● **Supplied passage**
○ ○ ○

APPLICATIONS

BACKGROUND

The most widely-used plated silvery- white coin configuration worldwide is nickel-plated- steel (NPS), with the Royal Canadian Mint's patented multi-ply nickel/copper/nickel-plated steel product having made major inroads in the market in recent years. This product is described in U.S. Patent 5,151,167 which is incorporated herein by reference. Despite the well-deserved popularity of these products, they are still cost-prohibitive for many applications, particularly when there is a "spike" in the price of nickel. In addition to the price of nickel, some other cost drawbacks include the following:

1. The tendency of steel to corrode (rust) requires a significant plating thickness (typically 25 μηι in the center of the coin, and 2-3 times that at the rim)

2. Steel coinage products must be annealed after blanking, to soften the steel for coining and to relieve stresses induced by the electroplating process. In some instances, this requires two separate annealing cycles.

3. After annealing, the plated coinage blanks must be burnished to produce a bright, lustrous finish prior to coining.

This invention addresses all of these concerns in a cost-effective manner, without sacrificing the performance and service life of the finished coin.

The US 1-cent coin has been produced from copper-plated zinc (CPZ) blanks since 1982. Nearly 300 billion coins have been produced in this configuration. A copper plating thickness of only 7-8 μπι has proven to be sufficient to protect the zinc blanks from corrosion in service. Annealing and burnishing are not required; as-plated blanks are shipped directly to US Mint facilities for coining. Coining die life is far superior to that obtained with plated steel blanks. Although zinc is more expensive than low-carbon steel, these processing advantages continue to make copper-plated zinc an economically sound choice for low-denomination coins.

As in the US, many countries use "red" (copper-colored) coins for their lowest- denominations circulation coinage. Then the coins move up to a "white" finish (silver-colored) for intermediate denominations, and a "yellow" finish (gold-colored, such as brass or bronze) for the highest denominations.

Since the advent of the CPZ penny, a number of finishes to promote zinc as a suitable substrate for higher-denomination coinage have been investigated. At this time, both white and yellow options are available. Both of the finishes are bronzes, and both require the use of a copper plating layer beneath the bronze layer. Both of these bronze plating processes are complicated to control, requiring frequent plating bath analysis and monitoring. Both processes also require burnishing after plating to achieve a bright appearance prior to coining. While they are viable finishes for medium-denomination coins, they are too labor-intensive for the lowest denominations.

○ ○ ○

(A block of data)
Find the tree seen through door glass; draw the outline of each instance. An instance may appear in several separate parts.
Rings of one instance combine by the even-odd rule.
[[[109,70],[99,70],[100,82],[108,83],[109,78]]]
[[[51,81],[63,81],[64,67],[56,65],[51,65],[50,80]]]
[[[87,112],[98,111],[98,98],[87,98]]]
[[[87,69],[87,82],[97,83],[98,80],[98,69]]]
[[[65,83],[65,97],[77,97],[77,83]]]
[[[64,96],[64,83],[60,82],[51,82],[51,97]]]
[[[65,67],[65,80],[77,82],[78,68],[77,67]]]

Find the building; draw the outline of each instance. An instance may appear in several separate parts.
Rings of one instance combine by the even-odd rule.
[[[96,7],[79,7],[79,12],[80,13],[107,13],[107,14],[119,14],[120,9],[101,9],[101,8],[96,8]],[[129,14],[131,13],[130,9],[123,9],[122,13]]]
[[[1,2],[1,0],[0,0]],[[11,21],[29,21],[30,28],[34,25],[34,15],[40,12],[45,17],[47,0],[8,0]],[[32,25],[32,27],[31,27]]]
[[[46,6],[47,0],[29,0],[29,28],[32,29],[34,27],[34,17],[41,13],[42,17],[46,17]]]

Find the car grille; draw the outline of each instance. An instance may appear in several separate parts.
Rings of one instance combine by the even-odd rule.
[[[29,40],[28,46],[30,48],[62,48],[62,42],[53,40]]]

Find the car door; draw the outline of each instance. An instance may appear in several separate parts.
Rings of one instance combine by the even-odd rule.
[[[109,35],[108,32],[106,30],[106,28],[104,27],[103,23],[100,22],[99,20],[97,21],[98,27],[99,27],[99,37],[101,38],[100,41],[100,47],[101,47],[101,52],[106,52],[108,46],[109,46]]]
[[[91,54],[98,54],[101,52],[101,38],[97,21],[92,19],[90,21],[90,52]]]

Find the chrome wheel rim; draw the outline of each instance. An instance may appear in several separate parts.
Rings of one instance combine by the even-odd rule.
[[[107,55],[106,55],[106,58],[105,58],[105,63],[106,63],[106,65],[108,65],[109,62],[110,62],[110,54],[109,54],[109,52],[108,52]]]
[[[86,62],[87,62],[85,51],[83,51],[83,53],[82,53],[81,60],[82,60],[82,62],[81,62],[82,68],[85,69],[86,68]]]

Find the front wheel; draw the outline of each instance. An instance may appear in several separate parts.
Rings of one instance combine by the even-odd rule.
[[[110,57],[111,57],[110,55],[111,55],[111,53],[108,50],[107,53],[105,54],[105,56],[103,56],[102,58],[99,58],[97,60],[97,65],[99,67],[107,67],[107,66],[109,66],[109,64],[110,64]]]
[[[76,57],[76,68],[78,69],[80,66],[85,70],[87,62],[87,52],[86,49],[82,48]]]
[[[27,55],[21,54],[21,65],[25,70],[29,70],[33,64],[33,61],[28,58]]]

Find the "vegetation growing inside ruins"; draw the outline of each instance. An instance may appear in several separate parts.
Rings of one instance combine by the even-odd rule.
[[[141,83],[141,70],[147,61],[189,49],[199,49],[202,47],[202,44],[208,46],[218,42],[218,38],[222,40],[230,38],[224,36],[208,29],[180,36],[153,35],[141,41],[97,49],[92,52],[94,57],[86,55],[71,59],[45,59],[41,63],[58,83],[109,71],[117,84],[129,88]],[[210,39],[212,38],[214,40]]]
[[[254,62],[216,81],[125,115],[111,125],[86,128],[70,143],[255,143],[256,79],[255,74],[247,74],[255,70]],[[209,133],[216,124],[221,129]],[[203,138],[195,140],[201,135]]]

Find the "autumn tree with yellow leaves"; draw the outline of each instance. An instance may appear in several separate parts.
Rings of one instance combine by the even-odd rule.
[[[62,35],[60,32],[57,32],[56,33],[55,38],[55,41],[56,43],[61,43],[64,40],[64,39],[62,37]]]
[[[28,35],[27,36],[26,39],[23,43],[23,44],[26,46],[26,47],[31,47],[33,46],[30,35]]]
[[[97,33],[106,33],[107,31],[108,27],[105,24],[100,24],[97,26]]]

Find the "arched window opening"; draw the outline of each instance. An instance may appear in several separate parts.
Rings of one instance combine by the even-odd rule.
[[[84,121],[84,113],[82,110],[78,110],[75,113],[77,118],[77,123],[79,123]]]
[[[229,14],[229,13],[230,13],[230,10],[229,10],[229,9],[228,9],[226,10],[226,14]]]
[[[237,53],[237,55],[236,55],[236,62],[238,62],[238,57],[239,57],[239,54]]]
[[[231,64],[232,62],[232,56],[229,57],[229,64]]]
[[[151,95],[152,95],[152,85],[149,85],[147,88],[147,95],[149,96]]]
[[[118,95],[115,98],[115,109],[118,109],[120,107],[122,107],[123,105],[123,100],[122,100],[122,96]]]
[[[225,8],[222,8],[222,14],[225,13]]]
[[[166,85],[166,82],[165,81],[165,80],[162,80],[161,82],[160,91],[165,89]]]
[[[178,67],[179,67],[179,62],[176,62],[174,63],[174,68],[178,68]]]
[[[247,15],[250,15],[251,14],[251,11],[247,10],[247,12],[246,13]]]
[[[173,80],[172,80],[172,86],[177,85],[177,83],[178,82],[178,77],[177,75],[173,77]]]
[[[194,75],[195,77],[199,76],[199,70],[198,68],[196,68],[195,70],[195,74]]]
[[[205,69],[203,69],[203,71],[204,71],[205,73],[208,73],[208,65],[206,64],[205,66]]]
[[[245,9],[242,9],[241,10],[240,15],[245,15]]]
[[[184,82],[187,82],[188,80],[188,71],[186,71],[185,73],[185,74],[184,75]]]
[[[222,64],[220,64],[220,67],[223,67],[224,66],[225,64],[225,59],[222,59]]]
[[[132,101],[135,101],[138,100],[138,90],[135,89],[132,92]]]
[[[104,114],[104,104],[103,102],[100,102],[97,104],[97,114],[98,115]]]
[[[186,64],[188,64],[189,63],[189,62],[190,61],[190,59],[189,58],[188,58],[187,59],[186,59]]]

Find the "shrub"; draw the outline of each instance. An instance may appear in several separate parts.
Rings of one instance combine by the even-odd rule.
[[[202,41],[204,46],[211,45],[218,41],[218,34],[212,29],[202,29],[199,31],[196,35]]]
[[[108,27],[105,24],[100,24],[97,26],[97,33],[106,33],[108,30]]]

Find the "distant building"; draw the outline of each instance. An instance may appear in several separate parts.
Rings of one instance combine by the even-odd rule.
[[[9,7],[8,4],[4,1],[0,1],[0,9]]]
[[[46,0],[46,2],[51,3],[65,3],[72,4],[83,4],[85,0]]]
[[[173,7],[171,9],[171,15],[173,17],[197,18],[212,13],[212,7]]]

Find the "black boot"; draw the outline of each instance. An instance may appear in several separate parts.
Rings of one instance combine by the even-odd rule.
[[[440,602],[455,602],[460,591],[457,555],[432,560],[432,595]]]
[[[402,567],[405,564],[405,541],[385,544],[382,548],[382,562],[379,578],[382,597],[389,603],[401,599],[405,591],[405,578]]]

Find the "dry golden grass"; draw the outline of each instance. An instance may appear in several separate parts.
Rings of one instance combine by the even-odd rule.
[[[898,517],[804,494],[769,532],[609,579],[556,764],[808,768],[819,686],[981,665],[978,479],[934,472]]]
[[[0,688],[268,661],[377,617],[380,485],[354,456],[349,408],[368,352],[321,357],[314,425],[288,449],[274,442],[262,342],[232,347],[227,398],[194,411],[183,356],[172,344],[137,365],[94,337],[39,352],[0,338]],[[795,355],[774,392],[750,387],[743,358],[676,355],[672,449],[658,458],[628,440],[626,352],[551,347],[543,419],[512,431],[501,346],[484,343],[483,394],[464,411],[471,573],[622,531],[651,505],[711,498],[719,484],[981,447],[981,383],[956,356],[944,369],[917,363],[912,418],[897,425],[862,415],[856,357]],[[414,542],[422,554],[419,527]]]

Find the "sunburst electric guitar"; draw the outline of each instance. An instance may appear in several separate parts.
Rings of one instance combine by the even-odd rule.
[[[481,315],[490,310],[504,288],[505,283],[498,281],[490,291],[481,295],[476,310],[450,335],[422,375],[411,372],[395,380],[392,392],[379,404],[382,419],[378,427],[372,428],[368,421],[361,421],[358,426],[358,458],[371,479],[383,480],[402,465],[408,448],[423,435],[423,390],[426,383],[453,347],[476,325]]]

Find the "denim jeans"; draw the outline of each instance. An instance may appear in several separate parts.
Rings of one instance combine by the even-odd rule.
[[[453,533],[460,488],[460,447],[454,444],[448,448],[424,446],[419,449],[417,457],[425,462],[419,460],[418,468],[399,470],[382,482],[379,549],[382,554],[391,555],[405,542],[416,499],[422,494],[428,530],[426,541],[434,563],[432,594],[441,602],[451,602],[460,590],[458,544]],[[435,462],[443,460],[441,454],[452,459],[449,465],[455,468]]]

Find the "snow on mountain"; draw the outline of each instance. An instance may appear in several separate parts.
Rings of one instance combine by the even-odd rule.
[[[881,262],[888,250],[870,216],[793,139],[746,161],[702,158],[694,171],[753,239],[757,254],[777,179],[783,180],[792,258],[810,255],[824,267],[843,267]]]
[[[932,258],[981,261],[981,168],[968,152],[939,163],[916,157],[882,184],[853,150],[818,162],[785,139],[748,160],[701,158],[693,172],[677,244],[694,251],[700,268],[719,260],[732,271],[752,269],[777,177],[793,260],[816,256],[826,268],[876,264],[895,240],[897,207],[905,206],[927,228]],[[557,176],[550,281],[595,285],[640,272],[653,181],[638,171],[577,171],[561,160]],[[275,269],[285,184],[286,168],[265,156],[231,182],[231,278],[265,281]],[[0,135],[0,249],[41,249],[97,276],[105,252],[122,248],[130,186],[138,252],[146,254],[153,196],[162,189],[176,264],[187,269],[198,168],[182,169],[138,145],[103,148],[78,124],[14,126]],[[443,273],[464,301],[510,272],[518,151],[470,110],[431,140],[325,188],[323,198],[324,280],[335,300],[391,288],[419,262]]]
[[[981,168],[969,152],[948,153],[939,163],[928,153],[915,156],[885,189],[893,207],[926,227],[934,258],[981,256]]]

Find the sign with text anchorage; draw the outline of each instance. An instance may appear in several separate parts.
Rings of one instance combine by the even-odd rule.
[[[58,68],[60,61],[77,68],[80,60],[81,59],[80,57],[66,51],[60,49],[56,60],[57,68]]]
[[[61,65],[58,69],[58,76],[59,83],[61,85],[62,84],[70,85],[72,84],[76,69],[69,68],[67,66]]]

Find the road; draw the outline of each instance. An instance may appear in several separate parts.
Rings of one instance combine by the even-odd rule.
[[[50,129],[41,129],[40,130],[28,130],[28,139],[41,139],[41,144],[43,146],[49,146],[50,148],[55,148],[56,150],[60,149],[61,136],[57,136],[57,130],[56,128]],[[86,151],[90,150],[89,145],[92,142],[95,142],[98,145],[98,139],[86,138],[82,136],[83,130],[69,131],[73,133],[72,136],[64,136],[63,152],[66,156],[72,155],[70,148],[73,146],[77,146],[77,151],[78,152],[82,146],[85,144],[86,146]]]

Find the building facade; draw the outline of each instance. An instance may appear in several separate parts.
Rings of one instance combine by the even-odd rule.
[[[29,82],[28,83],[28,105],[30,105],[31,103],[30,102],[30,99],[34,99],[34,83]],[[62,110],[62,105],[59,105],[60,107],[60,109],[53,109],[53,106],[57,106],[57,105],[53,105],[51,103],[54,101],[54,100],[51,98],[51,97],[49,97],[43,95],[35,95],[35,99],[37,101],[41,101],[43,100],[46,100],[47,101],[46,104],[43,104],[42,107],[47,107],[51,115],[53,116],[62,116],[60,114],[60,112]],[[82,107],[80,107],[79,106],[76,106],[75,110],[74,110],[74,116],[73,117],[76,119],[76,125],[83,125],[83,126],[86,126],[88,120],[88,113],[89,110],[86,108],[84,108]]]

○ ○ ○

● **Instruction**
Extend the passage on plated coin blanks, picking up right after its final sentence.

● **Output for this exercise**
SUMMARY

The process and plated products described below were conceived while attempting to remove an "immersion tin" deposit from some bronze-plated coinage blanks (planchets). This coating sometimes forms spontaneously in bronze plating baths, and is undesirable. Immersion tin layers are typically only a few atomic layers thick, and it was reasoned that these tin layers should be fairly easy to remove. The blanks were burnished in a centrifugal disc machine with stainless steel media for 30 minutes to remove to the tin. The tin layer not only withstood the mechanical action of the burnishing operation, but it came out looking very attractive - bright and shiny.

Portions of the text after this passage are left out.